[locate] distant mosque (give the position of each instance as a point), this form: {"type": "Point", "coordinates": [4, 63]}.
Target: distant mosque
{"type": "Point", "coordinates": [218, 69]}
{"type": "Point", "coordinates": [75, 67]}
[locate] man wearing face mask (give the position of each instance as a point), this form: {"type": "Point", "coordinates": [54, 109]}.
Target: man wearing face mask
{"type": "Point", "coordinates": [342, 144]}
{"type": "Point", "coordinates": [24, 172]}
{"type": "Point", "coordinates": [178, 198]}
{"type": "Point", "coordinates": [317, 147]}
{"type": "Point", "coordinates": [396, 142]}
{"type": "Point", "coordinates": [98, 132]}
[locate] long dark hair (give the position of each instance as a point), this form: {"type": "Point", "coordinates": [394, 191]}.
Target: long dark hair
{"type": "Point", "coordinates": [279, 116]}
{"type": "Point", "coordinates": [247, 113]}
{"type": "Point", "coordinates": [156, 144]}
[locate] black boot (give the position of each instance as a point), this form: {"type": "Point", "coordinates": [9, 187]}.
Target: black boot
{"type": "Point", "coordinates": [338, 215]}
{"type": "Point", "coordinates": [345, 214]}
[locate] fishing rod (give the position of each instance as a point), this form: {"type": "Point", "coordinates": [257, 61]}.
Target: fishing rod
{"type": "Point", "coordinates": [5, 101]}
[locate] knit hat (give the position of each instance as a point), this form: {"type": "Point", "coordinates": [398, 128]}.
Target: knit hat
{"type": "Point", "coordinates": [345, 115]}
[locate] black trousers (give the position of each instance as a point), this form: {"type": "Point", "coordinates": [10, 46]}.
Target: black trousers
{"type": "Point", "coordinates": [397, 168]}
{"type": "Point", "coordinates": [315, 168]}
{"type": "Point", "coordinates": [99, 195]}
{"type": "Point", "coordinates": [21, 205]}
········
### Your assignment
Reproduce the entries above exactly, starting at their first line and finishing with the line that contains "[locate] black boot".

### Response area
[locate] distant mosque (give the position of each instance as a point), this form: {"type": "Point", "coordinates": [4, 63]}.
Target: distant mosque
{"type": "Point", "coordinates": [218, 69]}
{"type": "Point", "coordinates": [75, 67]}
[locate] man wearing face mask (give the position of each instance as a point), this form: {"type": "Point", "coordinates": [54, 109]}.
Target: man wearing face mask
{"type": "Point", "coordinates": [342, 144]}
{"type": "Point", "coordinates": [24, 172]}
{"type": "Point", "coordinates": [178, 198]}
{"type": "Point", "coordinates": [317, 147]}
{"type": "Point", "coordinates": [396, 142]}
{"type": "Point", "coordinates": [98, 132]}
[locate] long dark hair (give the position of each instance as a point), this form: {"type": "Point", "coordinates": [394, 191]}.
Target: long dark hair
{"type": "Point", "coordinates": [279, 116]}
{"type": "Point", "coordinates": [247, 113]}
{"type": "Point", "coordinates": [156, 144]}
[locate] black boot (give the position of each instance as a point), this form: {"type": "Point", "coordinates": [9, 187]}.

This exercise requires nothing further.